--- Data records ---

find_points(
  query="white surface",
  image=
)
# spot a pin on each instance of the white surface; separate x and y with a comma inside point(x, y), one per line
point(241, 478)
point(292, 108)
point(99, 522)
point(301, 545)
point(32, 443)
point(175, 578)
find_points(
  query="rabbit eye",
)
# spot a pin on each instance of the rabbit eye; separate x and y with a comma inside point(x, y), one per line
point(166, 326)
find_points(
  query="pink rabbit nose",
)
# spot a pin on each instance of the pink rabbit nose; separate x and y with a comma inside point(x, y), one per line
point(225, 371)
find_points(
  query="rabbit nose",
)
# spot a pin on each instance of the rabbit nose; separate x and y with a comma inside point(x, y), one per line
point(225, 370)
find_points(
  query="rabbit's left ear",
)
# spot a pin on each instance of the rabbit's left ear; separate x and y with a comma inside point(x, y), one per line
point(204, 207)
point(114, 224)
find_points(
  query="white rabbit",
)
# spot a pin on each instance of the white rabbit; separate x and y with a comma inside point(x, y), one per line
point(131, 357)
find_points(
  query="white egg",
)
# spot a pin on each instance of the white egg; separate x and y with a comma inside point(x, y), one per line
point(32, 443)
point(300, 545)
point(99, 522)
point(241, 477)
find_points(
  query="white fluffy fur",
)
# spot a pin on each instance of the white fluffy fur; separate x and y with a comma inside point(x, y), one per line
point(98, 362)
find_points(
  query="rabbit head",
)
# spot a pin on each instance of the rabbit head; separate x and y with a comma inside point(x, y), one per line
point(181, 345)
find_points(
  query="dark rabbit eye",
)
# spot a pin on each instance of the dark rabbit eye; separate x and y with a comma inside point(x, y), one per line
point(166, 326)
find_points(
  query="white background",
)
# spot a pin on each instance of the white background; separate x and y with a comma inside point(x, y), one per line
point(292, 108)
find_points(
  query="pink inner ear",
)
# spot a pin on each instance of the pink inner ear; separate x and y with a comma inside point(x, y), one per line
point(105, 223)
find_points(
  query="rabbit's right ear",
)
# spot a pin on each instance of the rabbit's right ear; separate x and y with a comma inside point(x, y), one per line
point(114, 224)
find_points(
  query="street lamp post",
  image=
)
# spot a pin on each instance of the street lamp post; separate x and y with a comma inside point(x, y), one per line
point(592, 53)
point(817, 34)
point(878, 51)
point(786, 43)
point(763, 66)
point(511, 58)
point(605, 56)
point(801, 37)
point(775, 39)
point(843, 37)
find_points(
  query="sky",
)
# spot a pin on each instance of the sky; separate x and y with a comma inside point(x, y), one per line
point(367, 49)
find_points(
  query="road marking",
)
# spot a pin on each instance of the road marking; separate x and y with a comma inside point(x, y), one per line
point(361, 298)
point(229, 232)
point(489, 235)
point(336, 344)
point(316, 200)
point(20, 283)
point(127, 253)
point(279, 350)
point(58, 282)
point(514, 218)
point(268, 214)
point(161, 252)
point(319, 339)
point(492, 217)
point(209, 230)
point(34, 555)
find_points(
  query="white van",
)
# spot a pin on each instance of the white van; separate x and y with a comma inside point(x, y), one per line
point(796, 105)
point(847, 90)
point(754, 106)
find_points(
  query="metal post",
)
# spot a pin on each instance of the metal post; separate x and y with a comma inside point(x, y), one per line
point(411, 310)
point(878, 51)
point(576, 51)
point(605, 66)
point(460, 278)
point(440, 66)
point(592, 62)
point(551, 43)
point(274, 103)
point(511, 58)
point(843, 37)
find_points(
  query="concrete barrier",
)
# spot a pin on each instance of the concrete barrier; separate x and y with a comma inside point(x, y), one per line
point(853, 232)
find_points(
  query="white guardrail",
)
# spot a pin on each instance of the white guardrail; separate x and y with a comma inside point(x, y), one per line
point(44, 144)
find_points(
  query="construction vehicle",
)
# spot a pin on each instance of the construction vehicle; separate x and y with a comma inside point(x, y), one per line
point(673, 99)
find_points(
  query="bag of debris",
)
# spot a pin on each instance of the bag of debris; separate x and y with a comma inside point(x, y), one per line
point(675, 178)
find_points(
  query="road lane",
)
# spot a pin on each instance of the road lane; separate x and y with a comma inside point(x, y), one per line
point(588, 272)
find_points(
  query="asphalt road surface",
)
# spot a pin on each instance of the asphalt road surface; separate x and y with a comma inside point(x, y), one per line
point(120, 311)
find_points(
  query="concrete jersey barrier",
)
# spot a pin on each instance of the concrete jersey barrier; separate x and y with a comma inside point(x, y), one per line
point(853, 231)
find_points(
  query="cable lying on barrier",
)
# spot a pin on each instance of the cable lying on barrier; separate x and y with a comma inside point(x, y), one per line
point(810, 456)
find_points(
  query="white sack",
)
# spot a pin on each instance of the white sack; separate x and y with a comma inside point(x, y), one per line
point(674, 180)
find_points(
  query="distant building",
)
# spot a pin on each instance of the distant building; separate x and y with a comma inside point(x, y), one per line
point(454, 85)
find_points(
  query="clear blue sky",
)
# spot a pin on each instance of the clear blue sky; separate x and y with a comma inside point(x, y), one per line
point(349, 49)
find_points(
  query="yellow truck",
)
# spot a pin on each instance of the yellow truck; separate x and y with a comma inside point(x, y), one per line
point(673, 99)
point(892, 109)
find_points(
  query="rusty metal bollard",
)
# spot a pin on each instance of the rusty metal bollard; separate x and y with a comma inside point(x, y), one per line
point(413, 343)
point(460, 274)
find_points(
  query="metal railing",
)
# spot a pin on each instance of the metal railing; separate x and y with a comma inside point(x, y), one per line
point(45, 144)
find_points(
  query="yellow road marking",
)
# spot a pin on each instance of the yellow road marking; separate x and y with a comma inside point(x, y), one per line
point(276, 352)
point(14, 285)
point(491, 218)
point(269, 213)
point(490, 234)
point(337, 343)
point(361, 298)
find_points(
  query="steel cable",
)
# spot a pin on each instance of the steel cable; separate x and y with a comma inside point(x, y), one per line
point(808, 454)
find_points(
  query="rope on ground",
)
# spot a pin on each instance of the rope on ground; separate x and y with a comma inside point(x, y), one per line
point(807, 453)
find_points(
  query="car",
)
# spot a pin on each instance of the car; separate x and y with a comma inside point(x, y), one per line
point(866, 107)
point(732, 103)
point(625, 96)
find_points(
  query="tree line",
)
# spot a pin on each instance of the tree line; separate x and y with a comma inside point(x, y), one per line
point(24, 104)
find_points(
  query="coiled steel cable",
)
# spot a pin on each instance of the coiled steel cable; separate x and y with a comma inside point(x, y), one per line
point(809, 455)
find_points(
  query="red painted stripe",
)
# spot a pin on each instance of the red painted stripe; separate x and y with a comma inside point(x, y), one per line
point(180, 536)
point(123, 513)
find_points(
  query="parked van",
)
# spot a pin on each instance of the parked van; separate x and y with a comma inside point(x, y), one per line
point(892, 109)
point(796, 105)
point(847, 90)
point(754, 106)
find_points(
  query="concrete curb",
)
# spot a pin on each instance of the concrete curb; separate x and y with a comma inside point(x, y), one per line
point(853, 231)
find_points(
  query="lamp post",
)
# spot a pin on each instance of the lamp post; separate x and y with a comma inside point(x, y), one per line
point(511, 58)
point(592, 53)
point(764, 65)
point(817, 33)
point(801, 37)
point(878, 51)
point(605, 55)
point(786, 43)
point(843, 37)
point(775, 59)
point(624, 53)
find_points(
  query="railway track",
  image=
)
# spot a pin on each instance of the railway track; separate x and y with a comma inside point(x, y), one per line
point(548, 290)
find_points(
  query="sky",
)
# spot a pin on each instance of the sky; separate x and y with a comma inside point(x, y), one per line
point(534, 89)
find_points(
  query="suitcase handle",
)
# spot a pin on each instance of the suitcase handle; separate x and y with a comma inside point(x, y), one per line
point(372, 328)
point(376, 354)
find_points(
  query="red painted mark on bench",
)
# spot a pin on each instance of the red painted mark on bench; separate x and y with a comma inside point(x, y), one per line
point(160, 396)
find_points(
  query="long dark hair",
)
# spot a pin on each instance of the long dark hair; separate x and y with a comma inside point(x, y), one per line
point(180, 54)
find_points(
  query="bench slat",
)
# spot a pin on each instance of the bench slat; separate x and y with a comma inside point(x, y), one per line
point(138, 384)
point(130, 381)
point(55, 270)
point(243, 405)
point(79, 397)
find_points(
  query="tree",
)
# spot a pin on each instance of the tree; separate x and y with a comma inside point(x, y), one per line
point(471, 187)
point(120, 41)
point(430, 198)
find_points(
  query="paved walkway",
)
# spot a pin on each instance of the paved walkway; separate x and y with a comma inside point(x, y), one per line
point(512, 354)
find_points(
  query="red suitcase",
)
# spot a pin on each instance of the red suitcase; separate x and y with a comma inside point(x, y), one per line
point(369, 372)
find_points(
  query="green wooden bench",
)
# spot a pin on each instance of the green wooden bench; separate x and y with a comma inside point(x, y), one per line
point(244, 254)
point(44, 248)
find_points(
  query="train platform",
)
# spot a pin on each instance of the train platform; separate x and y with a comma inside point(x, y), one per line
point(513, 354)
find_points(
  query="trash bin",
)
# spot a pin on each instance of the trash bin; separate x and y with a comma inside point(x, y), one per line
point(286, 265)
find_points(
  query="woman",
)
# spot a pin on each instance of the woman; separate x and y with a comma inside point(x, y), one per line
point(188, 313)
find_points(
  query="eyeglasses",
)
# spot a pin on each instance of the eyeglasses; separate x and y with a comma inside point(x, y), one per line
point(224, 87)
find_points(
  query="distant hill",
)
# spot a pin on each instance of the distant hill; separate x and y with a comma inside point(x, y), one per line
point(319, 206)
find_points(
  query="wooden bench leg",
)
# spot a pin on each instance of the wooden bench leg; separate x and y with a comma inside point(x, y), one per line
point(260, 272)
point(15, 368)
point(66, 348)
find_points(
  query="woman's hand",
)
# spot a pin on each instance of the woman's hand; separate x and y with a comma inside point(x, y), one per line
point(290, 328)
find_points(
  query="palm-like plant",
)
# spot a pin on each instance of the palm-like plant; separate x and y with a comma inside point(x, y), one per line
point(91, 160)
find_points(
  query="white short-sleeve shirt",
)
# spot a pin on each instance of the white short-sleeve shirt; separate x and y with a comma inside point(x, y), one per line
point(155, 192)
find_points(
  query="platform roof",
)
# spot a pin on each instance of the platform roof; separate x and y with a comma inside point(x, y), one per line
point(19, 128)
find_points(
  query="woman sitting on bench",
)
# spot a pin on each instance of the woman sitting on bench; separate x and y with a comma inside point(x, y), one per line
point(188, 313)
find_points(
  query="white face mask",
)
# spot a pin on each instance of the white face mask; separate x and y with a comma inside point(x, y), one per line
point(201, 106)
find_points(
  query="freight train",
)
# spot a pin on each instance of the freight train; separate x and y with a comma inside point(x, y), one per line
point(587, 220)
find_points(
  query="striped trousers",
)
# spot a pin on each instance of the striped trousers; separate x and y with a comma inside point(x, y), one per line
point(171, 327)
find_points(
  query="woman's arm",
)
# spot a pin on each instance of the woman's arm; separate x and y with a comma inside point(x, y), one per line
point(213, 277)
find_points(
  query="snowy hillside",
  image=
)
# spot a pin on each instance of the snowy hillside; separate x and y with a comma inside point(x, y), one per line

---

**Problem details:** The answer must consist of each line from the data that includes the string "snowy".

**Solution below:**
  query="snowy hillside",
# spot a pin on each instance of the snowy hillside; separate x and y with a comma inside point(x, y), one per line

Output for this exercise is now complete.